■ Text block ■
Cells from the hearts of newborn mice can form tissue-like layers and start beating in petri dishes, according to new research. If the same kind of cells can be found in adults, they could potentially fix hearts damaged in heart attacks.
Heart attacks ravage cardiac muscle, and unlike easily repaired skeletal muscle, the heart does nothing to fix itself. Skeletal muscle's restorative properties lie in its satellite cells: progenitors that have the capacity to turn into and replace the damaged muscle. Scientists have been searching for such cells in hearts for several years. Although three types of cells have been found in rodents that can grow in culture and be triggered to turn into heart muscle, no one knows much about the cells, nor has anyone found any of them in people.
To look for other populations of heart muscle-producing cells, molecular oncologist Kenneth Chien at the University of California, San Diego, in La Jolla and colleagues took advantage of cells that express a gene called Isl1. Researchers know that mouse fetuses build the right half of their hearts from these cells, but no one knew if any Isl1-producing cells stick around after the heart is formed. By hooking up an easily measured protein to a copy of the Isl1 gene, the team found about 500 Isl1-producing cells that did give rise to other cells and lingered past birth.
The team then purified these Isl1 cells and grew them in culture. In less than a week, about a third of the cells developed into beating cells, and some also fused together, suggestive of real heart tissue. In addition, when the team added adrenaline to cultures of the thumping cells, the cells picked up the beat, just as a normal heart does. The team also identified Isl1 cells in heart tissues from newborn rats and human babies who had undergone heart surgery, they report in 10 February Nature. The researchers are now testing whether the Isl1 cells grown up in culture will move into and fix damaged cardiac muscle when injected into a wounded heart.
"What stands out about these cells is their ability to differentiate into real, mature cardiac [muscle cells]," says cardiologist Jon Epstein at the University of Pennsylvania. And unlike the other potential cardiac satellite cells that scientists have identified previously, these are found in humans. That's makes them more interesting, he says, although researchers have yet to show that the same cells can be found in adults.

■ What you will do ■
A. In the text on heart cells from newborn mice, about what share of the cultured Isl1 cells developed into beating cells?
B. Reproduce word for word the part of the heart-cell text that opens with the words containing "The team then" and closes with "a wounded heart.".
None of the material is needed for the tasks.

Natural-language object grounding material
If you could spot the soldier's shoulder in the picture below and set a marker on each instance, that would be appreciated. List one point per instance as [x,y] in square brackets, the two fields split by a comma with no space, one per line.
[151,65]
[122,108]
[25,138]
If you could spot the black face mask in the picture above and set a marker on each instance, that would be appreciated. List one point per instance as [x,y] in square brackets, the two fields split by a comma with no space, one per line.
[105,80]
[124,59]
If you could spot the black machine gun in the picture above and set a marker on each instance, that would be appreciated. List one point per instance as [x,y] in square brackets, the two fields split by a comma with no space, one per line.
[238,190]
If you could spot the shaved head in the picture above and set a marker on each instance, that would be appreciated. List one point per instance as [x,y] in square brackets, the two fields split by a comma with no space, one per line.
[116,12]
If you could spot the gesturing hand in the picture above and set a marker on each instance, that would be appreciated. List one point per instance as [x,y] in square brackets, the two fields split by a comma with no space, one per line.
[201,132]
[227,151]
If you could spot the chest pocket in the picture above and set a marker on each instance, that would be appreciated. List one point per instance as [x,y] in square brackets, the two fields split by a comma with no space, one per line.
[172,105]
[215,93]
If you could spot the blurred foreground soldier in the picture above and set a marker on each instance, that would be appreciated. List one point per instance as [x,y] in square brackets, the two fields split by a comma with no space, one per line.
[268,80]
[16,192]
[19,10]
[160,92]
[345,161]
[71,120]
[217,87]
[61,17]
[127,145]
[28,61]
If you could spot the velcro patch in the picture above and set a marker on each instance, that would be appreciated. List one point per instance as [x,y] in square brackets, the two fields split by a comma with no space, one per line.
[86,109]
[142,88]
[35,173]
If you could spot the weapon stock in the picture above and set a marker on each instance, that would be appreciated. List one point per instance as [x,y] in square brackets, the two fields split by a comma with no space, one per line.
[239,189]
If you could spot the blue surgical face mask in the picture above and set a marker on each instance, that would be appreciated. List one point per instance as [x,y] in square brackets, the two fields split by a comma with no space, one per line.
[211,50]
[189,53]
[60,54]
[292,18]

■ Answers by item ■
A. About a third of them, in less than a week.

B.
The team then purified these Isl1 cells and grew them in culture. In less than a week, about a third of the cells developed into beating cells, and some also fused together, suggestive of real heart tissue. In addition, when the team added adrenaline to cultures of the thumping cells, the cells picked up the beat, just as a normal heart does. The team also identified Isl1 cells in heart tissues from newborn rats and human babies who had undergone heart surgery, they report in 10 February Nature. The researchers are now testing whether the Isl1 cells grown up in culture will move into and fix damaged cardiac muscle when injected into a wounded heart.